## Source
##########

I looked ahead and checked the prep_ calls and we can use any direction
so this somehow doesn't make sense!
Vinod Koul Nov. 11, 2019, 6:09 a.m. UTC | #13
On 01-11-19, 10:41, Peter Ujfalusi wrote:

> +/* Not much yet */

?

> +static enum dma_status udma_tx_status(struct dma_chan *chan,
> +				      dma_cookie_t cookie,
> +				      struct dma_tx_state *txstate)
> +{
> +	struct udma_chan *uc = to_udma_chan(chan);
> +	enum dma_status ret;
> +	unsigned long flags;
> +
> +	spin_lock_irqsave(&uc->vc.lock, flags);
> +
> +	ret = dma_cookie_status(chan, cookie, txstate);
> +
> +	if (!udma_is_chan_running(uc))
> +		ret = DMA_COMPLETE;

so a paused channel will result in dma complete status?
Vinod Koul Nov. 11, 2019, 6:11 a.m. UTC | #14
> +config TI_K3_UDMA
> +	tristate "Texas Instruments UDMA support"
> +	depends on ARCH_K3 || COMPILE_TEST
> +	depends on TI_SCI_PROTOCOL
> +	depends on TI_SCI_INTA_IRQCHIP
> +	select DMA_ENGINE
> +	select DMA_VIRTUAL_CHANNELS
> +	select TI_K3_RINGACC
> +	select TI_K3_PSIL
> +	default y

Again no default y!
Vinod Koul Nov. 11, 2019, 6:12 a.m. UTC | #15
On 01-11-19, 10:41, Peter Ujfalusi wrote:
> From: Grygorii Strashko <grygorii.strashko@ti.com>
> 
> Certain users can not use right now the DMAengine API due to missing
> features in the core. Prime example is Networking.
> 
> These users can use the glue layer interface to avoid misuse of DMAengine
> API and when the core gains the needed features they can be converted to
> use generic API.

Can you add some notes on what all features does this layer implement..
Peter Ujfalusi Nov. 11, 2019, 7:39 a.m. UTC | #16
On 11/11/2019 6.21, Vinod Koul wrote:
> On 01-11-19, 10:41, Peter Ujfalusi wrote:
>> From: Grygorii Strashko <grygorii.strashko@ti.com>
> 
>> +config TI_K3_RINGACC
>> +	tristate "K3 Ring accelerator Sub System"
>> +	depends on ARCH_K3 || COMPILE_TEST
>> +	depends on TI_SCI_INTA_IRQCHIP
>> +	default y
> 
> You want to get an earful from Linus? We dont do default y on new stuff,
> never :)

OK

>> +struct k3_ring_rt_regs {
>> +	u32	resv_16[4];
>> +	u32	db;		/* RT Ring N Doorbell Register */
>> +	u32	resv_4[1];
>> +	u32	occ;		/* RT Ring N Occupancy Register */
>> +	u32	indx;		/* RT Ring N Current Index Register */
>> +	u32	hwocc;		/* RT Ring N Hardware Occupancy Register */
>> +	u32	hwindx;		/* RT Ring N Current Index Register */
> 
> nice comments, how about moving them up into kernel-doc style? (here and
> other places as well)

##########

## Data items
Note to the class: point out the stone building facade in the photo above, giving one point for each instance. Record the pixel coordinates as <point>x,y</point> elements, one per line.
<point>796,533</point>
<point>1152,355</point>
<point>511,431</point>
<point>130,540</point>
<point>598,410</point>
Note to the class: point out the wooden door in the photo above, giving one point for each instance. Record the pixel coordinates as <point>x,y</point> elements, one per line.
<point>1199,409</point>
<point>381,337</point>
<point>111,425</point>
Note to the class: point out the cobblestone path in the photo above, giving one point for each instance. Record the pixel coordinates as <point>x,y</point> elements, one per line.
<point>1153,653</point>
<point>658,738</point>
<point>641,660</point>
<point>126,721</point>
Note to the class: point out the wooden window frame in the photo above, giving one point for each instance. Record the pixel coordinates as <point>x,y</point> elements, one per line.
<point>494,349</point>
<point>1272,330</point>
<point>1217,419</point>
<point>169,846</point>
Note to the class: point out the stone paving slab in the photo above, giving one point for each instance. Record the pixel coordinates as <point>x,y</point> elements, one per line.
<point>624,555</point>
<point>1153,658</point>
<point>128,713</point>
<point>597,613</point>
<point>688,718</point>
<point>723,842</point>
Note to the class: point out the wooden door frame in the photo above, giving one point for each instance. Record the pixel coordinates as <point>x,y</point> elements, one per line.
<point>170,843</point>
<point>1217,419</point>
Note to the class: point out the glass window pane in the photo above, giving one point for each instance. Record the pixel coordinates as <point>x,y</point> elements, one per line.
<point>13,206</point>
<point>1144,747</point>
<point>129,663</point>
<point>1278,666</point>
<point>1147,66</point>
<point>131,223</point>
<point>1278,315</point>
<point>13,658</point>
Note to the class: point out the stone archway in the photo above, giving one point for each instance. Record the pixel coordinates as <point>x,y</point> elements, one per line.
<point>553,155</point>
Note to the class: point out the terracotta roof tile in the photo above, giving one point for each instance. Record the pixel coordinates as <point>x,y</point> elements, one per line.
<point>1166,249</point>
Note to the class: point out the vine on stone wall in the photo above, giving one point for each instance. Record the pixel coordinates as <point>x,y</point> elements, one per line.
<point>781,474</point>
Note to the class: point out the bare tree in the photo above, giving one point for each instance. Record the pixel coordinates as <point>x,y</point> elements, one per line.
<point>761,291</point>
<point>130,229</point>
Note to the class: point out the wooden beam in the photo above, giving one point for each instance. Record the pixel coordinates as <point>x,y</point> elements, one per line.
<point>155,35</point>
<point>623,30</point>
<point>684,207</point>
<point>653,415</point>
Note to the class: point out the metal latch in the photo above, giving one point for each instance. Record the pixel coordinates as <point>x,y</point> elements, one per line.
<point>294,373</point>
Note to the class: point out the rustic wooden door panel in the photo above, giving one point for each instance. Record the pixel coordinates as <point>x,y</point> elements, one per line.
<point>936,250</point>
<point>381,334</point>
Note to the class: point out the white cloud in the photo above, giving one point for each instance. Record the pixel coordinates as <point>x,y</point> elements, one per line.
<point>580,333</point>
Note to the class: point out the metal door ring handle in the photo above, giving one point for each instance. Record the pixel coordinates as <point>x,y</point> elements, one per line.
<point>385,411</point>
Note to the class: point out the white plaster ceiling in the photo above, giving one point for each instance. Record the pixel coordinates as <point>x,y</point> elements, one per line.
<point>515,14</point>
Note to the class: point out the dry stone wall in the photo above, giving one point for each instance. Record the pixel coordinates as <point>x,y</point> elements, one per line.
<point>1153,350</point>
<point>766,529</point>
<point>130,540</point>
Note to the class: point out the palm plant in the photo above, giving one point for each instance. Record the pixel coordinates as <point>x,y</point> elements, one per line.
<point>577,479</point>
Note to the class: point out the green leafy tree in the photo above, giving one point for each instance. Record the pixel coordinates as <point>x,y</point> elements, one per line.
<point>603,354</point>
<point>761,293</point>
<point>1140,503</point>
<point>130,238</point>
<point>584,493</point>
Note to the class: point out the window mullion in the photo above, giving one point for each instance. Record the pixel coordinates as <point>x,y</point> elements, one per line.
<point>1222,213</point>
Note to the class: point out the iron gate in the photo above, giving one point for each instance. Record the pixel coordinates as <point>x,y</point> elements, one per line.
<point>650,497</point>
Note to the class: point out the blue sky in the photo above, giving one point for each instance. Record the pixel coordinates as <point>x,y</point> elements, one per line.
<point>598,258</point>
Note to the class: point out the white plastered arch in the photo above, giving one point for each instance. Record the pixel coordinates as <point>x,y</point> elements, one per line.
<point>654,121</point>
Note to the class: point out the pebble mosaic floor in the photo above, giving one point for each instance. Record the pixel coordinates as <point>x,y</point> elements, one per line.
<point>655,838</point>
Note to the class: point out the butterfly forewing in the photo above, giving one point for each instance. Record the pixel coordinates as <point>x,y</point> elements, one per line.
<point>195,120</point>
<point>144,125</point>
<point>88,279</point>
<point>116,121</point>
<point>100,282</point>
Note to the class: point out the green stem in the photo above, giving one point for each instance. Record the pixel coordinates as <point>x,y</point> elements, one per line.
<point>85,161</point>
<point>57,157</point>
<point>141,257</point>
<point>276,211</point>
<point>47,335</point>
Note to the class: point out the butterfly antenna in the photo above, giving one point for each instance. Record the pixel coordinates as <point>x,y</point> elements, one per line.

##########

## Tasks to carry out
1. In the patch review thread, list every option that the TI_K3_UDMA configuration entry selects.
2. Copy the part of the rows that opens with the line containing "Note to the class: point out the stone paving" and closes with the line containing "<point>723,842</point>", both lines included.

## Solved problems
1.
DMA_ENGINE
DMA_VIRTUAL_CHANNELS
TI_K3_RINGACC
TI_K3_PSIL

2.
Note to the class: point out the stone paving slab in the photo above, giving one point for each instance. Record the pixel coordinates as <point>x,y</point> elements, one per line.
<point>624,555</point>
<point>1153,658</point>
<point>128,713</point>
<point>597,613</point>
<point>688,718</point>
<point>723,842</point>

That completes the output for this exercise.